Your task: Count the lines in the items below that contain the string "front", and reply with that number alone.

-- start of Data shown --

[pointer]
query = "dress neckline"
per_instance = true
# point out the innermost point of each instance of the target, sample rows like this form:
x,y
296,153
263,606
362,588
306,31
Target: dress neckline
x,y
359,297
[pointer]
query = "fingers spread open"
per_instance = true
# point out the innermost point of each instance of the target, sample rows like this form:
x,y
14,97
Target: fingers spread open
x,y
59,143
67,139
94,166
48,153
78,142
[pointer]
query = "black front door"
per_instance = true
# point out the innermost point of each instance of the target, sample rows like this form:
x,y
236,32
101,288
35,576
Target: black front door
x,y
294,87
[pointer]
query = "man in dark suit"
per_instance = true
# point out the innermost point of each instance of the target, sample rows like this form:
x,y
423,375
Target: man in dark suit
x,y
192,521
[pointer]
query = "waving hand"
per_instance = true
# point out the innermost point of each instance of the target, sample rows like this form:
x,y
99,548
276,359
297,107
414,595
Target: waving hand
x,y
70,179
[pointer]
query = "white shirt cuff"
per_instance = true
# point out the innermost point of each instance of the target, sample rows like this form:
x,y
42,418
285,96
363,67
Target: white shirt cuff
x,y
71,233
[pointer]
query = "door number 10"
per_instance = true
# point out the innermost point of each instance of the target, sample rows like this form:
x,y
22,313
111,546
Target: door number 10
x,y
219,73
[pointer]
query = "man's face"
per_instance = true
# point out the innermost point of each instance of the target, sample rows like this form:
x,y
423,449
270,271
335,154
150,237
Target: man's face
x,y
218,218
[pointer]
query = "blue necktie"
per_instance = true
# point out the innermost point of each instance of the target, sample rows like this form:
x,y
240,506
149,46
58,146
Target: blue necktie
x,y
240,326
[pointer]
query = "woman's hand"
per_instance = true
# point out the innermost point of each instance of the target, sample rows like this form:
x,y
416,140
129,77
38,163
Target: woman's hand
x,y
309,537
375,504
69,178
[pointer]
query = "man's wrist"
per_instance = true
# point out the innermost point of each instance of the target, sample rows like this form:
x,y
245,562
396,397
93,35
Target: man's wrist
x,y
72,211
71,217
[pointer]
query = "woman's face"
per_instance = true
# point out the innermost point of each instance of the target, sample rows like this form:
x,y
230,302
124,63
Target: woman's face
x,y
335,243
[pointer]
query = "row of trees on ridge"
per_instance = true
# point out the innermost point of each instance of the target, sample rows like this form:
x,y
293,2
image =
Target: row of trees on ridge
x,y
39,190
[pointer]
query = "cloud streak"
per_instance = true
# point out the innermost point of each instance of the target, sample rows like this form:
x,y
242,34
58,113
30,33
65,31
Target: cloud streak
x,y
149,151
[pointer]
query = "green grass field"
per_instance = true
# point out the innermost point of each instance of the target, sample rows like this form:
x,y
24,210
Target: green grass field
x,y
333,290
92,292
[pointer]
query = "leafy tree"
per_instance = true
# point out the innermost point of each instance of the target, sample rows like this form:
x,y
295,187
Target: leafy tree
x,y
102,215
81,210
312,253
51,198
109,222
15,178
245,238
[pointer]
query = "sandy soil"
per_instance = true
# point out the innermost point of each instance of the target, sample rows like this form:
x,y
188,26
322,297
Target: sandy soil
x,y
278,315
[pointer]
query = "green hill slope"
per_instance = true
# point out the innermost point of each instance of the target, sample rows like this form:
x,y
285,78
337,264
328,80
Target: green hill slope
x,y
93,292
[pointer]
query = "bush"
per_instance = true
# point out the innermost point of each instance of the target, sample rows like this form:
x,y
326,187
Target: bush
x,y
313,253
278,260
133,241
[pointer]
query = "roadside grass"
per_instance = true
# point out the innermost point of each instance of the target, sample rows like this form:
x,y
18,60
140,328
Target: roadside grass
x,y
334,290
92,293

-- end of Data shown --

Solution to this problem: 2